EXERCISE: Return the material word for word, starting at its first line and ending with the line that contains "Trace the outline of every instance of the limestone", both included.

INPUT RECORDS:

* Begin *

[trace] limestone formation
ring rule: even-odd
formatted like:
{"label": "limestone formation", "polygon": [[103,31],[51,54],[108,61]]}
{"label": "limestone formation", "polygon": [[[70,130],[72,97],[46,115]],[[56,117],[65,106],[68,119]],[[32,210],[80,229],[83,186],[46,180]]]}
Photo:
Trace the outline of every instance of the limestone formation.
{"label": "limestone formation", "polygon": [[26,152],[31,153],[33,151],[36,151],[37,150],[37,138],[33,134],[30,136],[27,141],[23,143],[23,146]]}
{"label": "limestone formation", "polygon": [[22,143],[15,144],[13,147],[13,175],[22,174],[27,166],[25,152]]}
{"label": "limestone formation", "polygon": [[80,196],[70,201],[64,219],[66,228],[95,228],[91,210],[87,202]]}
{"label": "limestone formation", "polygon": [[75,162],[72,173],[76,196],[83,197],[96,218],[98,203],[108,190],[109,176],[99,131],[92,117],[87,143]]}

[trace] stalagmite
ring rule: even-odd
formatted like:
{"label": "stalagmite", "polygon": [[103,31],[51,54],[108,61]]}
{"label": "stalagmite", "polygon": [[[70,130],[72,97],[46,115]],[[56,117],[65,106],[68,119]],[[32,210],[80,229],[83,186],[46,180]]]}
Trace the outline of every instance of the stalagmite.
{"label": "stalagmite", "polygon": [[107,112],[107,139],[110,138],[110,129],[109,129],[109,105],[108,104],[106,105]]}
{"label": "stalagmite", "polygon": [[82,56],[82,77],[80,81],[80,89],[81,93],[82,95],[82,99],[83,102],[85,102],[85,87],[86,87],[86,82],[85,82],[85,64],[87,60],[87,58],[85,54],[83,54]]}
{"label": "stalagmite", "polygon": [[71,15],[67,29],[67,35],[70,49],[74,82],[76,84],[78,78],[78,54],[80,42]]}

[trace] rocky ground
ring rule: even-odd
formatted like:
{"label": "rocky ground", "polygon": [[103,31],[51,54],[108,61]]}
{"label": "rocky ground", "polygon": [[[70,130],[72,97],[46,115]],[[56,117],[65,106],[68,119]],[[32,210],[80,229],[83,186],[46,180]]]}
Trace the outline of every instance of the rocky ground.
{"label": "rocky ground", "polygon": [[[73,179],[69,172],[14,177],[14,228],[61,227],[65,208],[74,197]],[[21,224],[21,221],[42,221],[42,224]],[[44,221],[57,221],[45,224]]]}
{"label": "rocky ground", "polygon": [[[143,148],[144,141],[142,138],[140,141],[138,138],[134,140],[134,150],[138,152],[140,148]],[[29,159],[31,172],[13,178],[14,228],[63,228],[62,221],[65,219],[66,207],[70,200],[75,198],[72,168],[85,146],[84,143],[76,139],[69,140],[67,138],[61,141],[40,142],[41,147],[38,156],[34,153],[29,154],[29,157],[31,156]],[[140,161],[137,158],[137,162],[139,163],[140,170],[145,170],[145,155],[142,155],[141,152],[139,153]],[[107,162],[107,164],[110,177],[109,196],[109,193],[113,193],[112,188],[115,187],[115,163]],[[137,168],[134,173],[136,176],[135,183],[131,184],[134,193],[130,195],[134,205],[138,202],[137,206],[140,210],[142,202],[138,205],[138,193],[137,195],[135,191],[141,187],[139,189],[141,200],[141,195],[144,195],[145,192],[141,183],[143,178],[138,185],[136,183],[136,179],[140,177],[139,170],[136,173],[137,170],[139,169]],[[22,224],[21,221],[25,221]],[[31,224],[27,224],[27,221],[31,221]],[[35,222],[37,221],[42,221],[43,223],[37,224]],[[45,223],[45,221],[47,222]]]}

* End *

TASK RESULT:
[trace] limestone formation
ring rule: even-odd
formatted like:
{"label": "limestone formation", "polygon": [[103,31],[51,54],[108,61]]}
{"label": "limestone formation", "polygon": [[[70,130],[72,97],[46,115]],[[56,117],[65,106],[68,119]],[[32,210],[80,229],[83,186],[46,180]]]}
Photo:
Trace the outline of every instance of the limestone formation.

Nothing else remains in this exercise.